> _TASK TO CARRY OUT_
Rewrite the rows below, changing every "ground truth" to "reference labels" and leaving all other text as it is. Omit the pictures from your answer.
--------------------------------
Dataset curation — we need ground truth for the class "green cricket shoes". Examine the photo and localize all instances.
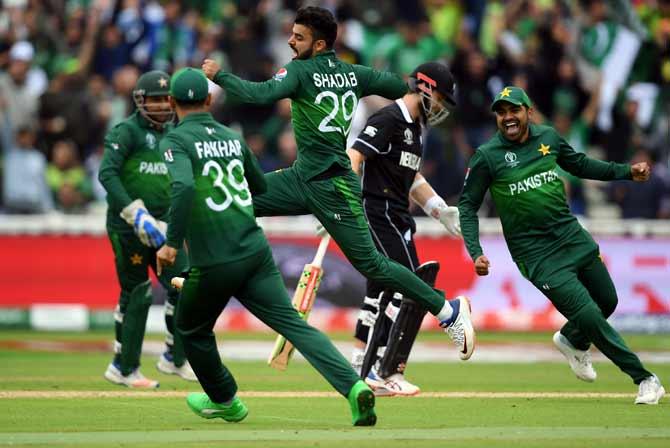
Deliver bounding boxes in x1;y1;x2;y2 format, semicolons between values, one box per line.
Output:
347;380;377;426
186;392;249;422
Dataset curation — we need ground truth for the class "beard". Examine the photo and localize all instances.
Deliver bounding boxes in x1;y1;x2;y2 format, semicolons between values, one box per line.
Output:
291;47;314;60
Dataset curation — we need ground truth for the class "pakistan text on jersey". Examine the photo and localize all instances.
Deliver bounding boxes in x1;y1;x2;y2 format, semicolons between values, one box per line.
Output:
195;140;242;159
140;162;168;176
509;170;559;196
312;72;358;89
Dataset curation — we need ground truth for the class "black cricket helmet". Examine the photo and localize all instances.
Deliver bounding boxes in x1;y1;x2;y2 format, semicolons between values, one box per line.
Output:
133;70;174;126
407;62;456;126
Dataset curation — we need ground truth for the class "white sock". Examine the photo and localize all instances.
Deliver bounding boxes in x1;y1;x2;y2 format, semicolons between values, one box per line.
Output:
435;300;454;322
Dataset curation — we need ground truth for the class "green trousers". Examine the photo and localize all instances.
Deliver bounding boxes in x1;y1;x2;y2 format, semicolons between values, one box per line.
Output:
519;231;651;384
107;228;188;375
177;247;359;403
254;168;444;314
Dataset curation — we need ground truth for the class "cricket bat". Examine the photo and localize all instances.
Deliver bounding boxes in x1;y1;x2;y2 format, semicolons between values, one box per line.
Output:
268;234;330;370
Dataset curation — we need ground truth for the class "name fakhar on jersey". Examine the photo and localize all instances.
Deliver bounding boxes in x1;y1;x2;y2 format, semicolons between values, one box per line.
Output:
312;72;358;89
195;139;242;159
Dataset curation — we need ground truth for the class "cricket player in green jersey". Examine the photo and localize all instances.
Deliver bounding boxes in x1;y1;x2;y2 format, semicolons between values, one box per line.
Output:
157;68;377;426
458;86;665;404
203;7;475;359
99;71;195;388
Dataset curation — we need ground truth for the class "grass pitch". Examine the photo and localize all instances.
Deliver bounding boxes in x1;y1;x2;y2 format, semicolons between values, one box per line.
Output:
0;331;670;448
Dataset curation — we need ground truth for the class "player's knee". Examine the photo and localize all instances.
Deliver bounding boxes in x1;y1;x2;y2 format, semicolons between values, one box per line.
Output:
600;292;619;317
352;252;388;281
--------------------------------
> _ANSWER TO THIS PROBLEM_
Dataset curation — we need reference labels for the class "green cricket shoes". Examine the photo and localize all instances.
Deliver bounding boxes in x1;y1;x2;y2 format, semicolons between values, one box per line.
Output:
347;380;377;426
186;392;249;422
Dataset curation — we need reference labels for the class "beard". Examine the photo and localize all instances.
Deliver bounding boxes in x1;y1;x2;y2 format, semicolons between values, one box per line.
Output:
291;47;314;60
Dataset curation — we need reference labels for the class "pakistan text on jersey". Examine the photo and localize all instances.
Deliver bounding boxes in x1;y1;x2;y2 format, semicolons between values, one box per line.
Output:
195;140;242;159
140;162;168;176
509;170;559;196
312;72;358;89
Dataset curation — we need reference labels for the class "black cricket helmet". Examine the photo and localize all instances.
Deliver bounding boxes in x1;y1;x2;y2 format, semicolons between values, one box per line.
Output:
133;70;174;126
407;62;456;126
Dataset curation — we need reference labels for the class "white sock". Examine the photo and localize all instances.
Deliver bounding boxes in x1;y1;x2;y2 format, semicolons between values, one box per line.
Output:
435;300;454;322
Dataset curation — we need reference labels for the class "green trousers". Examine the photo and localize all instances.
Deliver bounding boxes in x1;y1;x2;y2 format, semicolons between values, one box per line.
Output:
519;231;651;384
107;228;188;375
177;247;359;403
254;168;444;314
Dataset curation — we need reference labels for the class "cricket bat". Examine the photo and localize all instances.
Deliver bounding boxes in x1;y1;x2;y2 format, semicolons between values, one box per line.
Output:
268;234;330;370
Dataset curation — we need reference labels for the class "name fakhar on jersey". Examine the photo and localize all instances.
Deliver bounding boxes in x1;y1;x2;y2 format, semicolons between values, one box per line.
Output:
312;72;358;89
195;139;242;159
Dataset curation — we need reference labels for the class "cricket player in green jersey". Examine the photo and localize all instances.
Deliver bounding boxes in x1;y1;x2;y2 format, semicolons between values, one box per line.
Output:
157;68;377;426
458;86;665;404
203;7;475;359
99;71;195;388
Dataset curation — we need reference labels for the class "grass pitch". Examine the photo and localize all instances.
Deliver bounding boxes in x1;y1;x2;y2 format, semicolons between values, one box per line.
Output:
0;331;670;448
Dataset curation — we need reference labels for the class "player's knee". Examine the photo and localize all instances.
Deliver bounding boxes in x1;y1;x2;y2 format, semicolons between values, one box per line.
Output:
600;292;619;317
352;252;388;281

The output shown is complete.